Text block ▸
* * * * *

From October 16 to 18, the RIXC Art and Science Festival and exhibition Plants Intelligence will take place in Riga and online! The festival will offer a wide-ranging public program with an exhibition opening, art presentations, performances, and short film screenings.
The central event of the festival – the exhibition Plants Intelligence – will open on Thursday, October 16, at 18:00 at the Kim? Contemporary Art Center in the SPORTA 2 quarter. The exhibition has been created in collaboration with the Swiss National Science Foundation (SNSF)-funded research project Plant Intelligence. Learning Like a Plant (2022–2025). The exhibition will feature fourteen works by young and internationally recognized foreign and Latvian artists, in which plant intelligence is explored from the perspectives of science, art, indigenous peoples, anthropology, imagination, and speculation. The exhibition is curated by Yvonne Volkart and Raitis Šmits. The exhibition will be open to the public until November 23.
Plants Intelligence exhibition artists
In his work Detrás de la Noche (Behind the Night), Colombian artist Felipe Castelnuovo, who lives in Switzerland, explores the hidden life of plants after dark, revealing subtle, often invisible interactions between plants and other forest dwellers. Filmed with multispectral cameras deep in the Peruvian Amazon jungle, just below the equator, the film transports viewers into the shadowy world of plants – a world of ecological intimacy and botanical magic.
Hulya Menas’ work Field Drawings reflects the artist’s working process, in which drawing has become a tool for thinking and observing, slowing down time and intensifying the perception of the behavior of wild plants and their historical and political dynamics. The project highlights amaranth, a plant that is perceived as a weed and symbolizes ecological and political tensions in monoculture agriculture.
Rasa Šmite and Raitis Šmits in their work Solarceptors offer a virtual reality experience where 3D-scanned white lupines reveal the flowers’ reactions to light and their surroundings, revealing plants as light bodies that synchronize with the rhythms of nature. The artists’ second work, Light Sensing Experiment, complements this research by analyzing plant plasticity and decision-making processes using light spectrum filters and environmental data. Meanwhile, AI Herbarium was created using artificial intelligence trained with Andean lupine herbarium samples to visualize the evolutionary history of flowering plants and speculatively imagine the future development of species in response to anthropogenic climate change.

* * * * *

Saved entries:
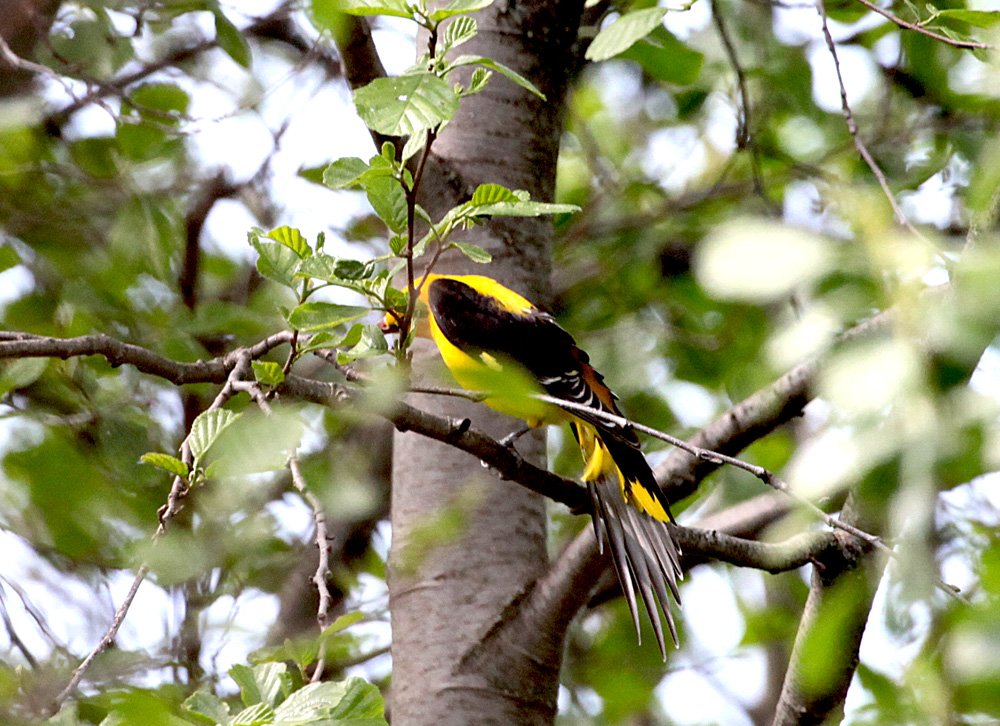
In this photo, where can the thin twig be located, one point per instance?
(744, 136)
(852, 127)
(323, 567)
(107, 640)
(178, 492)
(972, 44)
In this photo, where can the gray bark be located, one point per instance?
(467, 547)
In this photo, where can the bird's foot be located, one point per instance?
(508, 440)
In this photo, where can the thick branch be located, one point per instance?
(505, 460)
(843, 588)
(751, 419)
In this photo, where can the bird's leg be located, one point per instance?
(509, 439)
(508, 443)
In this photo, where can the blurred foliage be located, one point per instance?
(705, 264)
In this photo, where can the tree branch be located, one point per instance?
(843, 588)
(972, 44)
(852, 126)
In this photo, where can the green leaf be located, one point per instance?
(267, 683)
(276, 262)
(459, 7)
(257, 443)
(303, 652)
(492, 193)
(292, 239)
(267, 373)
(480, 77)
(459, 30)
(231, 40)
(389, 202)
(206, 429)
(396, 8)
(255, 715)
(344, 172)
(665, 58)
(406, 104)
(621, 34)
(473, 252)
(326, 15)
(208, 705)
(166, 462)
(344, 621)
(414, 144)
(353, 698)
(372, 343)
(976, 18)
(353, 269)
(20, 373)
(8, 258)
(465, 60)
(523, 209)
(312, 317)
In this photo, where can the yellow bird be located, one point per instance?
(494, 340)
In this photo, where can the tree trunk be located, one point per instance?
(467, 547)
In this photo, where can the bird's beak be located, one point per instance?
(389, 324)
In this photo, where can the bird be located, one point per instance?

* * * * *

Problem to solve ▸ Retype the passage of the festival announcement that begins at the words "From October 16" and stops after "short film screenings.".

The answer ▸
From October 16 to 18, the RIXC Art and Science Festival and exhibition Plants Intelligence will take place in Riga and online! The festival will offer a wide-ranging public program with an exhibition opening, art presentations, performances, and short film screenings.